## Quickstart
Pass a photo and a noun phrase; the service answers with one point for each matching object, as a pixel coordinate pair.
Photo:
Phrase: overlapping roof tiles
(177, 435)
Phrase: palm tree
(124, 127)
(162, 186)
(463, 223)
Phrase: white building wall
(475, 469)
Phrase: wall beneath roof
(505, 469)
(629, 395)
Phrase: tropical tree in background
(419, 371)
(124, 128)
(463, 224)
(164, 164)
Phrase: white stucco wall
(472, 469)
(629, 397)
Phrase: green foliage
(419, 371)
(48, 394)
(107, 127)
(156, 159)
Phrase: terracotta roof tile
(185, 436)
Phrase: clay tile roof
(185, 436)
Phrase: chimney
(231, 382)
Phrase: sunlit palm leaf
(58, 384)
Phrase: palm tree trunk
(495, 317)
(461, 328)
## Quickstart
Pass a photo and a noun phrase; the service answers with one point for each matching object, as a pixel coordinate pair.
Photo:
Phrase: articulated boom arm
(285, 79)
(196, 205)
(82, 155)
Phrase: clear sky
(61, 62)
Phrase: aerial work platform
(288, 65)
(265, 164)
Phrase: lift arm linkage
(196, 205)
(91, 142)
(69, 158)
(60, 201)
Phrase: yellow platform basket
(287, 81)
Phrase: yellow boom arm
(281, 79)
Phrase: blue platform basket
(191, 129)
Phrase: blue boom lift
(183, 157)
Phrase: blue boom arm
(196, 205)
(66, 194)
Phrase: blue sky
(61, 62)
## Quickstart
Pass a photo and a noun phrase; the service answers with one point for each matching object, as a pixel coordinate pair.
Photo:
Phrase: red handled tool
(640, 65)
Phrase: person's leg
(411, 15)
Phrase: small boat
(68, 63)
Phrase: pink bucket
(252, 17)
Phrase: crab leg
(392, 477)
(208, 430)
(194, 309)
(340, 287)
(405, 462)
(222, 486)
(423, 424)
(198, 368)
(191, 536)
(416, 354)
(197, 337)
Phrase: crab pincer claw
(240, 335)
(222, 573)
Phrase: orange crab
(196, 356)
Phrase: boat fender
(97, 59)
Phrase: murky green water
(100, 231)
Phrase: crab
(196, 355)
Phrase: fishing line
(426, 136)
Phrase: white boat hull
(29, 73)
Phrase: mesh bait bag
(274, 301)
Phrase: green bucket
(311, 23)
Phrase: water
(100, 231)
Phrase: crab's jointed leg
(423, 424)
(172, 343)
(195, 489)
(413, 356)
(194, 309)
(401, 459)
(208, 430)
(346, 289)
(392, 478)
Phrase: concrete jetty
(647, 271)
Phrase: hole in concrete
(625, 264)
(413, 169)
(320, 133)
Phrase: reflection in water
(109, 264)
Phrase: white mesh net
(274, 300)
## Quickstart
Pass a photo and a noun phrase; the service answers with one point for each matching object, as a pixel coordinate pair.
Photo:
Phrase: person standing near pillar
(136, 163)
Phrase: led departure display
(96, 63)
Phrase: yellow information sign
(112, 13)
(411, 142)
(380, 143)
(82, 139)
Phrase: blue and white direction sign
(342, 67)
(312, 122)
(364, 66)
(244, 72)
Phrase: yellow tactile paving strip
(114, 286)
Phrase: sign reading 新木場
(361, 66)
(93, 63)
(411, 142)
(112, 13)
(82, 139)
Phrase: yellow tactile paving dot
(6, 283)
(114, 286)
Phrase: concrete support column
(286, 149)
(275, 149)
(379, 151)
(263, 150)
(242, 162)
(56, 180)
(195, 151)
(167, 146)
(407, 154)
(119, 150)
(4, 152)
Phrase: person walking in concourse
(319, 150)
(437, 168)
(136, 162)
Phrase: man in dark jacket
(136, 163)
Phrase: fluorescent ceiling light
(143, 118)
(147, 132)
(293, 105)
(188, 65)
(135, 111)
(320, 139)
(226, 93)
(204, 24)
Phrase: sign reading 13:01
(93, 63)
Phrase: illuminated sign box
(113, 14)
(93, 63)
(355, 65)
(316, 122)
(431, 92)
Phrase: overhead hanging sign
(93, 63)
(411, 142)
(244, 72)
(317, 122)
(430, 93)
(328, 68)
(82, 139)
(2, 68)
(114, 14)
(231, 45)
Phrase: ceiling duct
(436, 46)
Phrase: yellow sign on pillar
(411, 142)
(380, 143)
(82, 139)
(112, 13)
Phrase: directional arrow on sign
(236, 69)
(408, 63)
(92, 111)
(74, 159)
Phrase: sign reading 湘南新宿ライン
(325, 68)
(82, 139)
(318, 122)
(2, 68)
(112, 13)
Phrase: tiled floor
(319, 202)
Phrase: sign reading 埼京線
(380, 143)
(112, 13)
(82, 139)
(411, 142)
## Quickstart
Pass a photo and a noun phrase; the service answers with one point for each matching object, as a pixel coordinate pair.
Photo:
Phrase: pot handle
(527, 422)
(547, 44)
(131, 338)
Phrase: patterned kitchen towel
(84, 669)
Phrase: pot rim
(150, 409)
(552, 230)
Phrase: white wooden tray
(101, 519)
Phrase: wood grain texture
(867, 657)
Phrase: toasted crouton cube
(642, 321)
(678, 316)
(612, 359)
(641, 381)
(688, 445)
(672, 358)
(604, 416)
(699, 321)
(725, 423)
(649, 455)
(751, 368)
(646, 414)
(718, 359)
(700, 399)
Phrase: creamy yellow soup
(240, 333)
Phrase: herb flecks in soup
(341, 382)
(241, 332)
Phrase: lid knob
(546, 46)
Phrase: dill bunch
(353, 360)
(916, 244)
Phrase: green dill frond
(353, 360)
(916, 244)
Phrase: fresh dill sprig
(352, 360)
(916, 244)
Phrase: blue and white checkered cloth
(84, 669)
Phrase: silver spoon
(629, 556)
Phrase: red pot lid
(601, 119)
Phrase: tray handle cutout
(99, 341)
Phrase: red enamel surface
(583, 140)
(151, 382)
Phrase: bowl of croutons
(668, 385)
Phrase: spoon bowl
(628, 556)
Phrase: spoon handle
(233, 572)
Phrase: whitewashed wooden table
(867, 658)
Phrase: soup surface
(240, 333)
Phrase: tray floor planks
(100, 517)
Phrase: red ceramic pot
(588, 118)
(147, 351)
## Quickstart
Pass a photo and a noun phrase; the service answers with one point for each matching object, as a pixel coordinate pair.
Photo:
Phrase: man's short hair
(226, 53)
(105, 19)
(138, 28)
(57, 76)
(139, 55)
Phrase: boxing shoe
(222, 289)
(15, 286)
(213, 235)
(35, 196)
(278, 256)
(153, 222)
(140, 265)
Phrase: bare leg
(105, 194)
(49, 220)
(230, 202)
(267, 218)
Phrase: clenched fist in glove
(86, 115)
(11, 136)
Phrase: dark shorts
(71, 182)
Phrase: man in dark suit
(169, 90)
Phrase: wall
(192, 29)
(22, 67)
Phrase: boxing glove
· · · · · · ·
Description of the task: Copy all of the material above line for line, without changing anything.

Completed exercise:
## Quickstart
Pass a photo and a noun phrase; the service answers with one point for each matching object, as a pixel coordinate pair.
Photo:
Phrase: overlapping roof tiles
(177, 435)
Phrase: palm tree
(124, 127)
(162, 186)
(463, 223)
Phrase: white building wall
(475, 469)
Phrase: wall beneath roof
(505, 469)
(629, 395)
Phrase: tropical tree in background
(419, 371)
(124, 128)
(463, 224)
(164, 164)
Phrase: white stucco wall
(472, 469)
(629, 397)
Phrase: green foliage
(419, 371)
(48, 394)
(107, 127)
(156, 159)
Phrase: terracotta roof tile
(185, 436)
Phrase: clay tile roof
(185, 436)
Phrase: chimney
(231, 382)
Phrase: sunlit palm leaf
(58, 384)
Phrase: palm tree trunk
(495, 317)
(461, 328)
## Quickstart
Pass a photo and a noun phrase; the service answers with one point for each matching object, as a pixel coordinate pair.
Photo:
Phrase: articulated boom arm
(285, 79)
(196, 205)
(82, 155)
Phrase: clear sky
(61, 62)
Phrase: aerial work platform
(288, 65)
(265, 164)
Phrase: lift arm linkage
(196, 205)
(91, 142)
(69, 158)
(60, 201)
Phrase: yellow platform basket
(287, 81)
Phrase: yellow boom arm
(281, 79)
Phrase: blue platform basket
(191, 129)
Phrase: blue boom lift
(183, 157)
Phrase: blue boom arm
(196, 205)
(66, 194)
Phrase: blue sky
(61, 62)
## Quickstart
Pass a photo and a noun phrase; the service answers with one point for each matching object, as a pixel coordinate pair.
Photo:
Phrase: red handled tool
(640, 65)
Phrase: person's leg
(411, 15)
Phrase: small boat
(68, 63)
Phrase: pink bucket
(252, 17)
Phrase: crab leg
(392, 477)
(208, 430)
(194, 309)
(340, 287)
(405, 462)
(222, 486)
(423, 424)
(198, 368)
(191, 536)
(416, 354)
(197, 337)
Phrase: crab pincer claw
(240, 335)
(222, 573)
Phrase: orange crab
(196, 356)
Phrase: boat fender
(97, 59)
Phrase: murky green water
(100, 231)
Phrase: crab
(196, 355)
Phrase: fishing line
(426, 136)
Phrase: white boat hull
(29, 73)
Phrase: mesh bait bag
(274, 301)
Phrase: green bucket
(311, 23)
Phrase: water
(100, 231)
Phrase: crab's jointed leg
(423, 424)
(172, 343)
(195, 489)
(413, 356)
(194, 309)
(401, 459)
(208, 430)
(346, 289)
(392, 478)
Phrase: concrete jetty
(647, 271)
Phrase: hole in concrete
(625, 264)
(413, 169)
(320, 133)
Phrase: reflection in water
(109, 264)
Phrase: white mesh net
(274, 300)
## Quickstart
Pass a photo and a noun phrase; the service answers with one point for each matching object, as a pixel coordinate pair.
Photo:
Phrase: person standing near pillar
(136, 163)
Phrase: led departure display
(96, 63)
Phrase: yellow information sign
(112, 13)
(411, 142)
(380, 143)
(82, 139)
Phrase: blue and white direction sign
(342, 67)
(312, 122)
(364, 66)
(244, 72)
Phrase: yellow tactile paving strip
(114, 286)
Phrase: sign reading 新木場
(361, 66)
(93, 63)
(411, 142)
(112, 13)
(82, 139)
Phrase: yellow tactile paving dot
(6, 283)
(114, 286)
Phrase: concrete support column
(286, 149)
(275, 149)
(379, 151)
(263, 150)
(242, 162)
(56, 180)
(195, 151)
(167, 146)
(407, 154)
(119, 150)
(4, 152)
Phrase: person walking in concourse
(319, 150)
(437, 168)
(136, 162)
Phrase: man in dark jacket
(136, 163)
Phrase: fluorescent ceiling light
(143, 118)
(147, 132)
(293, 105)
(188, 65)
(135, 111)
(320, 139)
(226, 93)
(204, 24)
Phrase: sign reading 13:01
(93, 63)
Phrase: illuminated sign box
(113, 14)
(93, 63)
(355, 65)
(316, 122)
(431, 92)
Phrase: overhead hanging sign
(93, 63)
(411, 142)
(244, 72)
(317, 122)
(430, 93)
(328, 68)
(82, 139)
(2, 68)
(114, 14)
(231, 45)
Phrase: ceiling duct
(436, 46)
Phrase: yellow sign on pillar
(411, 142)
(380, 143)
(82, 139)
(112, 13)
Phrase: directional arrow on sign
(236, 69)
(408, 63)
(92, 111)
(74, 159)
Phrase: sign reading 湘南新宿ライン
(325, 68)
(82, 139)
(318, 122)
(2, 68)
(112, 13)
Phrase: tiled floor
(319, 202)
Phrase: sign reading 埼京線
(380, 143)
(112, 13)
(82, 139)
(411, 142)
## Quickstart
Pass a photo and a noun phrase; the service answers with one point for each matching object, as a pixel coordinate pair.
Photo:
Phrase: pot handle
(527, 422)
(547, 44)
(131, 338)
Phrase: patterned kitchen towel
(84, 669)
Phrase: pot rim
(150, 409)
(552, 230)
Phrase: white wooden tray
(101, 519)
Phrase: wood grain texture
(867, 657)
Phrase: toasted crouton cube
(642, 321)
(678, 316)
(612, 359)
(641, 381)
(688, 445)
(672, 358)
(604, 416)
(699, 321)
(725, 423)
(649, 455)
(751, 368)
(646, 414)
(718, 359)
(700, 399)
Phrase: creamy yellow soup
(240, 333)
Phrase: herb flecks in soup
(341, 382)
(241, 332)
Phrase: lid knob
(546, 46)
Phrase: dill bunch
(353, 360)
(916, 244)
Phrase: green dill frond
(353, 360)
(916, 244)
Phrase: fresh dill sprig
(352, 360)
(916, 244)
Phrase: blue and white checkered cloth
(84, 669)
Phrase: silver spoon
(629, 556)
Phrase: red pot lid
(601, 119)
Phrase: tray handle cutout
(99, 341)
Phrase: red enamel surface
(583, 140)
(151, 382)
Phrase: bowl of croutons
(668, 385)
Phrase: spoon bowl
(628, 556)
Phrase: spoon handle
(233, 572)
Phrase: whitewashed wooden table
(867, 658)
Phrase: soup surface
(240, 333)
Phrase: tray floor planks
(100, 517)
Phrase: red ceramic pot
(588, 118)
(147, 351)
## Quickstart
Pass a photo and a noun phrase; the service answers with one point for each matching object, as a pixel coordinate pair.
Photo:
Phrase: man's short hair
(226, 53)
(105, 19)
(138, 28)
(57, 76)
(139, 55)
Phrase: boxing shoe
(222, 289)
(15, 286)
(213, 235)
(35, 196)
(278, 256)
(153, 222)
(140, 265)
Phrase: bare leg
(105, 194)
(49, 220)
(230, 202)
(267, 218)
Phrase: clenched fist in glove
(86, 115)
(11, 136)
Phrase: dark shorts
(71, 182)
Phrase: man in dark suit
(169, 90)
Phrase: wall
(192, 29)
(22, 67)
Phrase: boxing glove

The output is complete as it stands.